--- start Records for this exercise ---

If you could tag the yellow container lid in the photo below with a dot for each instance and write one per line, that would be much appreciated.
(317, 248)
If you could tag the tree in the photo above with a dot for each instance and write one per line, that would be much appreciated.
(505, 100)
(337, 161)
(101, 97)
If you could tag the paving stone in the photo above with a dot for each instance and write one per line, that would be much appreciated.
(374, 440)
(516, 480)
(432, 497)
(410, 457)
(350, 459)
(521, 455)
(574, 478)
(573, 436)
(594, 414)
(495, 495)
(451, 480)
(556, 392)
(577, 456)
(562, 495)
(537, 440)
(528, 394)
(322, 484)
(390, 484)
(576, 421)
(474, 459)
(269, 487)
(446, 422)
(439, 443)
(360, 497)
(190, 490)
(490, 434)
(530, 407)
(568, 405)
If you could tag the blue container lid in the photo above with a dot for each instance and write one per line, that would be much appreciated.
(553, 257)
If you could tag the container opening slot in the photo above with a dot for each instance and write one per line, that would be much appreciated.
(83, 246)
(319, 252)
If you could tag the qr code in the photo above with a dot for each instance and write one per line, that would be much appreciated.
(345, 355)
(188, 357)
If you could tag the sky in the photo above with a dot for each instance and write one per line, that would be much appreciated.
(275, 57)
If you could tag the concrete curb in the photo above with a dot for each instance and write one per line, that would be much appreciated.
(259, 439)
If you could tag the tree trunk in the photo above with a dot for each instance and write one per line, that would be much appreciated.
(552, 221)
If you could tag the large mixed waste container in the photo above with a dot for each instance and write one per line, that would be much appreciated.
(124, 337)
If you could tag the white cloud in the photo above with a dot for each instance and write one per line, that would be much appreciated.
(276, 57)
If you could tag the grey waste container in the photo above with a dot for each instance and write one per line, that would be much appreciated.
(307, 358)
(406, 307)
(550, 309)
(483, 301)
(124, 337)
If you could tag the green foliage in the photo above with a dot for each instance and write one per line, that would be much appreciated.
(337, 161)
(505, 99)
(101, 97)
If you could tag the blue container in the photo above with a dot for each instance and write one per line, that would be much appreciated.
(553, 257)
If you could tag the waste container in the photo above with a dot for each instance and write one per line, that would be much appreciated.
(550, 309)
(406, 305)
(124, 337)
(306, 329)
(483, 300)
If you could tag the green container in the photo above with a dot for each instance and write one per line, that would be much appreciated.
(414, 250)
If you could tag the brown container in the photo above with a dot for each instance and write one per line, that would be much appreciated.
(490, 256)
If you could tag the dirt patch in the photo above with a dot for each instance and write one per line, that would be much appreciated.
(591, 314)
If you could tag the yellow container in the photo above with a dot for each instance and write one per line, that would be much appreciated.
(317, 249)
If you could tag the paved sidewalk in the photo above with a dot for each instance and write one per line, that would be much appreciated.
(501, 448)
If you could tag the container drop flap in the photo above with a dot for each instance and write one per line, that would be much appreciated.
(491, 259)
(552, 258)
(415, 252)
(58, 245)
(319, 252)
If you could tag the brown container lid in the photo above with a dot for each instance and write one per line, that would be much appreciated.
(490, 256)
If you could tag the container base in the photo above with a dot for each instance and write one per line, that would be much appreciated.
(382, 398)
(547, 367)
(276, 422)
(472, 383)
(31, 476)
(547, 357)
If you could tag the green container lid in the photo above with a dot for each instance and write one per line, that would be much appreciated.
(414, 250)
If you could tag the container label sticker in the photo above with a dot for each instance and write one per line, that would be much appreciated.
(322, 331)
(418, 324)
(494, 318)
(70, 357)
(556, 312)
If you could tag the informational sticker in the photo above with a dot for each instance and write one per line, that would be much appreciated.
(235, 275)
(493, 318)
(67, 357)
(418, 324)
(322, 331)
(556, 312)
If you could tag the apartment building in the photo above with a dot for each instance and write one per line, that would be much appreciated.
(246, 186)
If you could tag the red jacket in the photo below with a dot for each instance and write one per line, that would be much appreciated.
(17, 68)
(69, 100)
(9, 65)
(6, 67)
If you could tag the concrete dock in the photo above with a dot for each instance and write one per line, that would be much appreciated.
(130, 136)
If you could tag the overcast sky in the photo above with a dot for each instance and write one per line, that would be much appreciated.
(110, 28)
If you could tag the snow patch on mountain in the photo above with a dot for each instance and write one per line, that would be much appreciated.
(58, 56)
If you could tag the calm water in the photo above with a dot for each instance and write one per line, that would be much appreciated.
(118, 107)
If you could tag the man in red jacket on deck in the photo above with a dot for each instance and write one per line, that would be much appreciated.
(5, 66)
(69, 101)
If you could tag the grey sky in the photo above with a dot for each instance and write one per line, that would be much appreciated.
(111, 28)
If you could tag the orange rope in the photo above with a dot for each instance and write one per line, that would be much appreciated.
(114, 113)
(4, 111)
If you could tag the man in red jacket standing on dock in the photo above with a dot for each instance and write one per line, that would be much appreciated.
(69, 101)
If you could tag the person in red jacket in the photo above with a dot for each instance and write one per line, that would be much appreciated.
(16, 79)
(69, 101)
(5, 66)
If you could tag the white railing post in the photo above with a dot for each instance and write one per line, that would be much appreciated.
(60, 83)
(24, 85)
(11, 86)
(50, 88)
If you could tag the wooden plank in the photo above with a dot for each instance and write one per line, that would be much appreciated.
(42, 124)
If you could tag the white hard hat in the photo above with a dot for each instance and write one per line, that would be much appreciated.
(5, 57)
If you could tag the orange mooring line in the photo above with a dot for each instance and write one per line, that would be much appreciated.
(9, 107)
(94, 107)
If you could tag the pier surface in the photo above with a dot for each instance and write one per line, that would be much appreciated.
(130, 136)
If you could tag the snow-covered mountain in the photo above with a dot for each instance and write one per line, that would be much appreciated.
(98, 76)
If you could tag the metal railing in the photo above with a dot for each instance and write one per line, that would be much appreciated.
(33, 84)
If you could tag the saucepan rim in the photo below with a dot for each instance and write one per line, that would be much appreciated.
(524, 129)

--- end Records for this exercise ---
--- start Records for this exercise ---

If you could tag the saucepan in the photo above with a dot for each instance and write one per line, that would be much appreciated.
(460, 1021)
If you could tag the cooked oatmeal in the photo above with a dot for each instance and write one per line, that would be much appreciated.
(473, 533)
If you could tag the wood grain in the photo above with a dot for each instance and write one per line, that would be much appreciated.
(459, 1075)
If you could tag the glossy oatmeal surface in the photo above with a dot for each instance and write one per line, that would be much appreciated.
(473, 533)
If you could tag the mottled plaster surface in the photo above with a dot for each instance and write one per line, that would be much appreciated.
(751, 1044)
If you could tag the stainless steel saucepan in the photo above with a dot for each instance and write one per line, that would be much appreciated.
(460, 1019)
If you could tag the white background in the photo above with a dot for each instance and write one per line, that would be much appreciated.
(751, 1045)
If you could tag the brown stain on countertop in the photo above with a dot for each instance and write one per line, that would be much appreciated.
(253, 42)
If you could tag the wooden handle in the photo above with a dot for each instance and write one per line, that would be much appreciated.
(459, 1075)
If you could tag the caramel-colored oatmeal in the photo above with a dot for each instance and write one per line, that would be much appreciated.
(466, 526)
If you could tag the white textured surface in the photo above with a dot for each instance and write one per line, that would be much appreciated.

--- end Records for this exercise ---

Task to complete »
Copy the records verbatim, covering the stretch from the line containing "If you could tag the white background" through the line containing "If you could tag the white textured".

Finished answer »
If you could tag the white background in the photo above with a dot for each instance and write one per line, that would be much appreciated.
(751, 1045)
If you could tag the brown stain on countertop in the photo above with a dot for each instance and write one per line, that would be much appreciated.
(253, 42)
If you could tag the wooden handle in the photo above with a dot for each instance and write one per line, that would be much appreciated.
(459, 1075)
If you could tag the caramel-colored oatmeal in the photo above with a dot for each instance and write one per line, that would be much appreciated.
(466, 526)
If you could tag the white textured surface in the photo above with a dot for each instance and write one per line, that would be much appreciated.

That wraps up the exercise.